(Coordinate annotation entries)
##############################

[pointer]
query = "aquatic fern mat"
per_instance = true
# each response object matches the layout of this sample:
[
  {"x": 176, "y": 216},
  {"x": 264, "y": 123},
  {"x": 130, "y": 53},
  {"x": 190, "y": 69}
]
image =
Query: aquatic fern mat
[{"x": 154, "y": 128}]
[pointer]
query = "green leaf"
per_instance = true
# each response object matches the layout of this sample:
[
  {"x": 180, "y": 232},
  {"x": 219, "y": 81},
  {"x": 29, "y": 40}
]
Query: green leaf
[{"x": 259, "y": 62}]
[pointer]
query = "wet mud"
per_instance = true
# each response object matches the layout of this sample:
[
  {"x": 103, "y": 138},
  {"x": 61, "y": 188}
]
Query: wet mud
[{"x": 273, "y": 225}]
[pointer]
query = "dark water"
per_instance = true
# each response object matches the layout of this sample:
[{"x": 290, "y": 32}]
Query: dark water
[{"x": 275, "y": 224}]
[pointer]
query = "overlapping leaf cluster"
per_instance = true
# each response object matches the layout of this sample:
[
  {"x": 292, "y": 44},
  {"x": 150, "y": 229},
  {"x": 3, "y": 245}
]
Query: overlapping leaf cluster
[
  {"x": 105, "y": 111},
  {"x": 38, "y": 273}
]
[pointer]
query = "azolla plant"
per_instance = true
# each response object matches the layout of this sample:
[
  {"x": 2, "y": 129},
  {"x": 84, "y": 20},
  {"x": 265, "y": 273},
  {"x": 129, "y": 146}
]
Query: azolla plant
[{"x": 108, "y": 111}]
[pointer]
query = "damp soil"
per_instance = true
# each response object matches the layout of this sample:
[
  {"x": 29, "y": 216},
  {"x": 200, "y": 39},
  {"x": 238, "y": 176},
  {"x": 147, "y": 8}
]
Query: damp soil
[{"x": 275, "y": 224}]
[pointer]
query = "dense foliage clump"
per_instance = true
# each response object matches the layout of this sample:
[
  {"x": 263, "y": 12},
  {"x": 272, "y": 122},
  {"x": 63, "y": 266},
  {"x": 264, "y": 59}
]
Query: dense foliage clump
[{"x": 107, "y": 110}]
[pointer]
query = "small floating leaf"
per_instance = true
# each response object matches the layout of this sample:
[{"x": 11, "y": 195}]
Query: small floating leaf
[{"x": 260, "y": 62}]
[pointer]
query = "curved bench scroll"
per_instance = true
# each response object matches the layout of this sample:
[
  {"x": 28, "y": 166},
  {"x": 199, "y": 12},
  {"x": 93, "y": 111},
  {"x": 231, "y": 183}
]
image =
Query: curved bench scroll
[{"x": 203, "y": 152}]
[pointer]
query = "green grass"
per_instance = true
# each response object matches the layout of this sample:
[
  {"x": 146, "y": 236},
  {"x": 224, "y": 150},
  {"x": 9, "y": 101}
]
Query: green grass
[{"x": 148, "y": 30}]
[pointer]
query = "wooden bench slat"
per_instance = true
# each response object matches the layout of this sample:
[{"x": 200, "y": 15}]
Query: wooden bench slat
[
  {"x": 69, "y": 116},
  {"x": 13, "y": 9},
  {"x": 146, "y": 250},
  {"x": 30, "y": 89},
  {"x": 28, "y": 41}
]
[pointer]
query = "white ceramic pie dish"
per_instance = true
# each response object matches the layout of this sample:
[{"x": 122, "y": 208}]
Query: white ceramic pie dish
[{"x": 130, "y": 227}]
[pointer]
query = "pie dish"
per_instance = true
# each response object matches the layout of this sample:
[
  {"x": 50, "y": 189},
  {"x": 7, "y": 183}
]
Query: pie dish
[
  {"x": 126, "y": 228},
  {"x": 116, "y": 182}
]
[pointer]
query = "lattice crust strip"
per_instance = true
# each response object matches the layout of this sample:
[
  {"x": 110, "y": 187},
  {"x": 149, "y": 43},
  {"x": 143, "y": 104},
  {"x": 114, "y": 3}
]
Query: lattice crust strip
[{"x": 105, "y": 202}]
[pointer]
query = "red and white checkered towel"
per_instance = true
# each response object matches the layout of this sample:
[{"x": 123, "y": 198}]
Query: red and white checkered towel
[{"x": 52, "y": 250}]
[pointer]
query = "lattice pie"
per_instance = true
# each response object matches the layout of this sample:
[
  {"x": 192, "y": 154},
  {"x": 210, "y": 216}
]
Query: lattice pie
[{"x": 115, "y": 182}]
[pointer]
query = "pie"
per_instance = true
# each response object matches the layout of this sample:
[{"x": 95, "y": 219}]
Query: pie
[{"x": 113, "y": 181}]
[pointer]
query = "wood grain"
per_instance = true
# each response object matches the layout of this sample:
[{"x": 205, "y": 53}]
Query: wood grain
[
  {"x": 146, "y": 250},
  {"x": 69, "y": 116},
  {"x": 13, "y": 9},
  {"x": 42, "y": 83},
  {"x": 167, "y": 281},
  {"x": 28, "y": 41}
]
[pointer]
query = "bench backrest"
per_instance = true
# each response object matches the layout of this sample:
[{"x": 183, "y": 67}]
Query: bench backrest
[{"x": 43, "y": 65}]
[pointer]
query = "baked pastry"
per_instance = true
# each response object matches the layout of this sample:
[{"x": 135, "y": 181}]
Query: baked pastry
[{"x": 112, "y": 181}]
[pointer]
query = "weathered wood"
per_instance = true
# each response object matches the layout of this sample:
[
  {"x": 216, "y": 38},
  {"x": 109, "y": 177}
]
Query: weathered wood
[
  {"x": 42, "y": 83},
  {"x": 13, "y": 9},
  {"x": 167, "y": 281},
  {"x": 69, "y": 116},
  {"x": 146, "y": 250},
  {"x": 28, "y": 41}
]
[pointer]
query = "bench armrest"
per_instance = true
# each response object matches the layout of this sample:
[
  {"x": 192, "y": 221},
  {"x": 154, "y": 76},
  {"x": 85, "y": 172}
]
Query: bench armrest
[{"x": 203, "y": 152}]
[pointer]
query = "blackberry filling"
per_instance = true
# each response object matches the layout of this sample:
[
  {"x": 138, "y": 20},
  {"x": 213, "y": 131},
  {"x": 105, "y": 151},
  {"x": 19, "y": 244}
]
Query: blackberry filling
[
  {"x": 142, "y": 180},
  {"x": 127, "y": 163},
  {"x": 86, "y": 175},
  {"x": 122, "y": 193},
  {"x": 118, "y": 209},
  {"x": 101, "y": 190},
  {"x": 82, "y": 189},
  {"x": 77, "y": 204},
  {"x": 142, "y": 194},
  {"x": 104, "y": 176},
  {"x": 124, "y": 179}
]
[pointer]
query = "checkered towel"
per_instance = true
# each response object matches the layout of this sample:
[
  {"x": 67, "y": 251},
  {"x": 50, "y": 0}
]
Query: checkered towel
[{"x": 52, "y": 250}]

##############################

- Task prompt
Reproduce every line of the data above verbatim, from the first line to the last.

- Written solution
[pointer]
query = "aquatic fern mat"
per_instance = true
# each response object matches the layout of this sample:
[
  {"x": 176, "y": 216},
  {"x": 264, "y": 123},
  {"x": 130, "y": 53},
  {"x": 190, "y": 69}
]
image =
Query: aquatic fern mat
[{"x": 154, "y": 128}]
[pointer]
query = "green leaf"
per_instance = true
# each response object matches the layout of this sample:
[
  {"x": 180, "y": 232},
  {"x": 219, "y": 81},
  {"x": 29, "y": 40}
]
Query: green leaf
[{"x": 259, "y": 62}]
[pointer]
query = "wet mud"
per_instance = true
# each response object matches the layout of this sample:
[
  {"x": 103, "y": 138},
  {"x": 61, "y": 188}
]
Query: wet mud
[{"x": 273, "y": 225}]
[pointer]
query = "dark water"
per_instance = true
# each response object matches the layout of this sample:
[{"x": 290, "y": 32}]
Query: dark water
[{"x": 275, "y": 224}]
[pointer]
query = "overlapping leaf cluster"
per_instance = true
# each response object matches the layout of this sample:
[
  {"x": 292, "y": 44},
  {"x": 150, "y": 229},
  {"x": 3, "y": 245}
]
Query: overlapping leaf cluster
[
  {"x": 105, "y": 111},
  {"x": 38, "y": 273}
]
[pointer]
query = "azolla plant"
per_instance = true
# each response object matches the layout of this sample:
[
  {"x": 2, "y": 129},
  {"x": 84, "y": 20},
  {"x": 265, "y": 273},
  {"x": 129, "y": 146}
]
Query: azolla plant
[{"x": 108, "y": 111}]
[pointer]
query = "damp soil"
per_instance = true
# each response object matches the layout of this sample:
[
  {"x": 29, "y": 216},
  {"x": 200, "y": 39},
  {"x": 238, "y": 176},
  {"x": 147, "y": 8}
]
Query: damp soil
[{"x": 275, "y": 224}]
[pointer]
query = "dense foliage clump"
per_instance = true
# each response object matches the layout of this sample:
[
  {"x": 263, "y": 12},
  {"x": 272, "y": 122},
  {"x": 63, "y": 266},
  {"x": 264, "y": 59}
]
Query: dense foliage clump
[{"x": 107, "y": 110}]
[pointer]
query = "small floating leaf"
per_instance = true
# each response object matches the layout of this sample:
[{"x": 11, "y": 195}]
Query: small floating leaf
[{"x": 260, "y": 62}]
[pointer]
query = "curved bench scroll"
per_instance = true
# each response object matches the layout of this sample:
[
  {"x": 28, "y": 166},
  {"x": 199, "y": 12},
  {"x": 93, "y": 111},
  {"x": 231, "y": 183}
]
image =
Query: curved bench scroll
[{"x": 203, "y": 152}]
[pointer]
query = "green grass"
per_instance = true
# each response object matches the layout of this sample:
[
  {"x": 146, "y": 236},
  {"x": 224, "y": 150},
  {"x": 9, "y": 101}
]
Query: green grass
[{"x": 148, "y": 30}]
[pointer]
query = "wooden bench slat"
per_instance = true
# each response object matches the layout of this sample:
[{"x": 200, "y": 15}]
Query: wooden bench slat
[
  {"x": 69, "y": 116},
  {"x": 13, "y": 9},
  {"x": 146, "y": 250},
  {"x": 30, "y": 89},
  {"x": 28, "y": 41}
]
[pointer]
query = "white ceramic pie dish"
per_instance = true
# each response object matches the layout of this sample:
[{"x": 122, "y": 208}]
Query: white ceramic pie dish
[{"x": 130, "y": 227}]
[pointer]
query = "pie dish"
per_instance = true
# each response object matches the layout of this sample:
[
  {"x": 50, "y": 189},
  {"x": 7, "y": 183}
]
Query: pie dish
[
  {"x": 126, "y": 228},
  {"x": 116, "y": 182}
]
[pointer]
query = "lattice crust strip"
per_instance = true
# each response object matches the layout of this sample:
[
  {"x": 110, "y": 187},
  {"x": 149, "y": 43},
  {"x": 143, "y": 104},
  {"x": 114, "y": 3}
]
Query: lattice crust strip
[{"x": 105, "y": 202}]
[pointer]
query = "red and white checkered towel"
per_instance = true
# each response object matches the layout of this sample:
[{"x": 123, "y": 198}]
Query: red and white checkered towel
[{"x": 52, "y": 250}]
[pointer]
query = "lattice pie"
per_instance = true
# each response object matches the layout of this sample:
[
  {"x": 192, "y": 154},
  {"x": 210, "y": 216}
]
Query: lattice pie
[{"x": 115, "y": 182}]
[pointer]
query = "pie"
per_instance = true
# each response object matches the layout of this sample:
[{"x": 95, "y": 219}]
Query: pie
[{"x": 113, "y": 181}]
[pointer]
query = "wood grain"
per_instance = true
# each response object matches the layout of this sample:
[{"x": 205, "y": 53}]
Query: wood grain
[
  {"x": 146, "y": 250},
  {"x": 69, "y": 116},
  {"x": 13, "y": 9},
  {"x": 42, "y": 83},
  {"x": 167, "y": 281},
  {"x": 28, "y": 41}
]
[pointer]
query = "bench backrest"
per_instance = true
# each response object matches the layout of this sample:
[{"x": 183, "y": 67}]
Query: bench backrest
[{"x": 43, "y": 65}]
[pointer]
query = "baked pastry"
per_instance = true
# each response object matches the layout of this sample:
[{"x": 135, "y": 181}]
Query: baked pastry
[{"x": 112, "y": 181}]
[pointer]
query = "weathered wood"
per_instance = true
# each response object matches the layout of this sample:
[
  {"x": 216, "y": 38},
  {"x": 109, "y": 177}
]
Query: weathered wood
[
  {"x": 42, "y": 83},
  {"x": 13, "y": 9},
  {"x": 167, "y": 281},
  {"x": 69, "y": 116},
  {"x": 146, "y": 250},
  {"x": 28, "y": 41}
]
[pointer]
query = "bench armrest"
per_instance = true
# each response object matches the layout of this sample:
[
  {"x": 192, "y": 221},
  {"x": 154, "y": 76},
  {"x": 85, "y": 172}
]
Query: bench armrest
[{"x": 203, "y": 152}]
[pointer]
query = "blackberry filling"
per_instance = true
# each response object matches the layout of this sample:
[
  {"x": 138, "y": 20},
  {"x": 213, "y": 131},
  {"x": 105, "y": 151},
  {"x": 19, "y": 244}
]
Query: blackberry filling
[
  {"x": 142, "y": 180},
  {"x": 127, "y": 163},
  {"x": 86, "y": 175},
  {"x": 122, "y": 193},
  {"x": 118, "y": 209},
  {"x": 101, "y": 190},
  {"x": 82, "y": 189},
  {"x": 77, "y": 204},
  {"x": 142, "y": 194},
  {"x": 104, "y": 176},
  {"x": 124, "y": 179}
]
[pointer]
query = "checkered towel"
per_instance = true
# each response object matches the layout of this sample:
[
  {"x": 67, "y": 251},
  {"x": 50, "y": 0}
]
Query: checkered towel
[{"x": 52, "y": 250}]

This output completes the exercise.